- [Your goal]
Leaving the images behind, copy every line of the records exactly.
○ ○ ○ ○ ○ ○ ○
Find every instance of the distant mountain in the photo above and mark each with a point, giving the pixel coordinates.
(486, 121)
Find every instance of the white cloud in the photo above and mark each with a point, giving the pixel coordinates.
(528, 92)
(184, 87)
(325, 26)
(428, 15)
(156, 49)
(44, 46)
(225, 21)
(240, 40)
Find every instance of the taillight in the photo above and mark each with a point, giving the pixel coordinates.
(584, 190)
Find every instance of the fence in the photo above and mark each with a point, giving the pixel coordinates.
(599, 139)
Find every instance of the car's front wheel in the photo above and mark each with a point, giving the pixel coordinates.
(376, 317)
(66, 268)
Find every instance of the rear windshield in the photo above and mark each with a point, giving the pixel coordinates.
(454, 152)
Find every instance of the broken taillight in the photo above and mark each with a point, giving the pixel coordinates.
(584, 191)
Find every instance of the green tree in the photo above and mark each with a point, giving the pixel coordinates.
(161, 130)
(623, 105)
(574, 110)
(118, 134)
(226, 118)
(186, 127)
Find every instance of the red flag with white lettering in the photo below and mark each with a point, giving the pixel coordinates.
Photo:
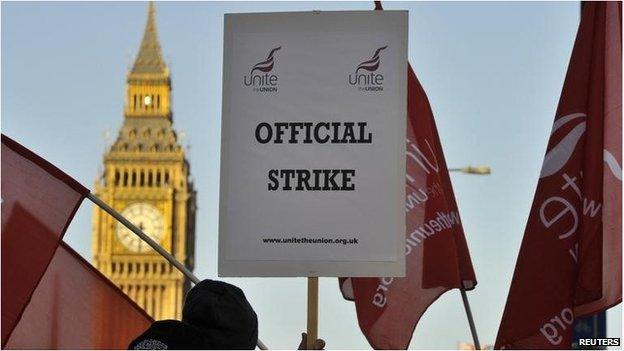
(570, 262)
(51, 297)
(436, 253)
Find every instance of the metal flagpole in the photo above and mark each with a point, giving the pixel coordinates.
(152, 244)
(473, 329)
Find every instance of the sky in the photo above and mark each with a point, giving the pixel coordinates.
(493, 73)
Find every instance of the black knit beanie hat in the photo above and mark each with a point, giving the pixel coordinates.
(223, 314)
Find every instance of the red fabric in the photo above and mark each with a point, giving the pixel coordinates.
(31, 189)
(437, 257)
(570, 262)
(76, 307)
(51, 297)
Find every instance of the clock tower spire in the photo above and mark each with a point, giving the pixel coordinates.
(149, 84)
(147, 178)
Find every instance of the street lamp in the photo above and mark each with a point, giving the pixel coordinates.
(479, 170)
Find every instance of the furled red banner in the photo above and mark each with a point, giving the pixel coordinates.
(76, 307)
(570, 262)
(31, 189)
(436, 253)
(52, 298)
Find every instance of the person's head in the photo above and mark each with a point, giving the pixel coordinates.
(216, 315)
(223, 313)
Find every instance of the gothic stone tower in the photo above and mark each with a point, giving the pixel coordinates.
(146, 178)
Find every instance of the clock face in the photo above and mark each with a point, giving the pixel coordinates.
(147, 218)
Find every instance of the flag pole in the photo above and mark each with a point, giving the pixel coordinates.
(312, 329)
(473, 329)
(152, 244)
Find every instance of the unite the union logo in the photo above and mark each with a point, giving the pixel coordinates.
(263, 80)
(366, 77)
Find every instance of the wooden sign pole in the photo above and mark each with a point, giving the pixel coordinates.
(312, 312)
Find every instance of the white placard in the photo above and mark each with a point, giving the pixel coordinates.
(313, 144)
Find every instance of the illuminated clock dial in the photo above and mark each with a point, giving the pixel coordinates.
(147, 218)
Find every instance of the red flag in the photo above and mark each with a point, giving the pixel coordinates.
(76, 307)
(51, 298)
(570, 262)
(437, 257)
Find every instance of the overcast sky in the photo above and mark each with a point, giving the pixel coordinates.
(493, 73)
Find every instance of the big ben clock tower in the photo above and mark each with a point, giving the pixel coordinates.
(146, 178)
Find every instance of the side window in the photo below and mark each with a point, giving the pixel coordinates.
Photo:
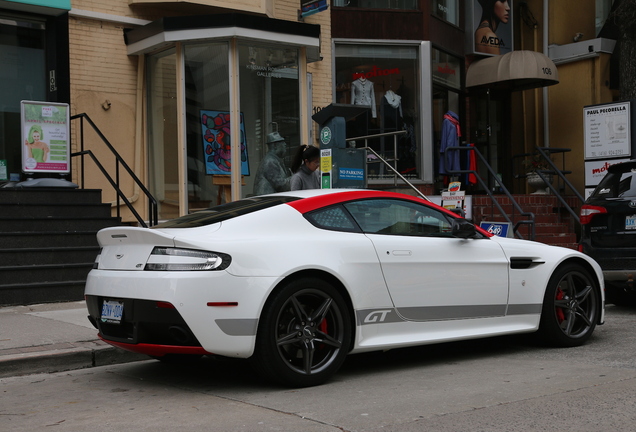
○ ○ ○ ○ ○ ○ ○
- [Reply to the task]
Find every instance of the distant mountain in the photo above and mark each with a point, giving the pixel coordinates.
(486, 121)
Find every instance of the white cloud in the photo above and mark each with a point, giving the pixel coordinates.
(528, 92)
(184, 87)
(325, 26)
(428, 15)
(156, 49)
(44, 46)
(225, 21)
(240, 40)
Find every instance of the taillight in the photo above and mark each with a point, giving the pixel coordinates.
(584, 190)
Find every instance of the fence in the photo above and mark each with a point, giving the pixel coordinates.
(599, 139)
Find every instance of the car's front wheel in the photo above and mark each with a point, giving the pixel coordinates.
(376, 317)
(66, 268)
Find every instance of the rear windshield in the photo above and mark each with a point, giving the pixel coordinates.
(454, 152)
Find every instance of the broken taillight in the photo above and mark each with a point, giving the pixel coordinates.
(584, 191)
Find every instance of the green tree in the photo above and mark each with a point, giving the pixel coordinates.
(161, 130)
(623, 105)
(574, 110)
(118, 134)
(226, 118)
(186, 127)
Find every instance of the red flag with white lettering in the photo below and mark each with a point, giving the pixel coordinates.
Photo:
(570, 262)
(51, 297)
(436, 253)
Find every instance of the metal flagpole in the photo above and mark each with a point, giving the pixel coordinates.
(152, 244)
(473, 329)
Find every instance of the sky in the photo above and mark each with a point, giving the pixel coordinates.
(493, 73)
Find every instance of the black knit beanie hat in the photo above and mark each with a point, giving the pixel coordinates.
(223, 314)
Find every instance of the red fabric in the photo above and mark each with a point, giving the pixel coordinates.
(31, 189)
(437, 257)
(570, 262)
(76, 307)
(51, 297)
Find every instance of the clock tower spire in the photo above and mark each with a point, giving the pixel coordinates.
(149, 84)
(147, 178)
Find every instance of the street lamp in the photo above and mark each with a point, giving the pixel coordinates.
(479, 170)
Find every instance of the furled red banner in the photo above and mark each with a point, giving the pixel coordinates.
(76, 307)
(570, 262)
(31, 189)
(436, 253)
(52, 298)
Find every instance of the person's head in the photo above and mark each with a point, giving the pixel coordinates.
(216, 315)
(223, 313)
Find every instance of the gothic stone tower in the photo above and mark each with a point, giving the pixel coordinates.
(146, 178)
Find every instance of the clock face in the photo above and mark each with a point, giving the pixel coordinates.
(147, 218)
Find every instance of the flag pole in the photo above and mark each with a point, giving the pixel coordinates.
(312, 329)
(473, 329)
(152, 244)
Find every instance of the unite the union logo in the photo above and mark each with a point, giving the pixel coordinates.
(263, 80)
(366, 77)
Find every instance of the wooden sign pole in the photo above and mark each with a point, giving the pixel coordinates.
(312, 312)
Find every instance of the white placard in the photo above and mark each with a point, giving the pixel coordinates.
(313, 144)
Find every instance of the illuminated clock dial in the photo above and mark each with a point, giving the pixel coordinates.
(147, 218)
Find every instance of the red flag in the photo above and mark each with a point, giving the pixel coordinates.
(76, 307)
(51, 298)
(570, 262)
(437, 257)
Find every instance of the overcast sky in the photo above and mark each with a point, giving the pixel coordinates.
(493, 73)
Find every instance of the big ben clock tower in the photo above and mark each with a point, giving the pixel coordinates.
(146, 178)
Find every instance of the side window in the photo below and mark each with a point, giving the pixel coordinates.
Photo:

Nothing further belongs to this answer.